Update each of the entries below, replacing "warning sticker" with "hazard label" and leaving everything else as it is.

>> Begin Records for processing

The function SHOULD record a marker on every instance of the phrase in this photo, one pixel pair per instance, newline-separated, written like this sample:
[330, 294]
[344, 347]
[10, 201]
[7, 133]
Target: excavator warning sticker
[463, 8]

>> End Records for processing

**Final result:**
The function SHOULD record a marker on every instance of the phrase in this photo, one pixel pair per instance, newline-separated, written like this sample:
[330, 294]
[344, 347]
[10, 201]
[7, 133]
Target: excavator hazard label
[463, 8]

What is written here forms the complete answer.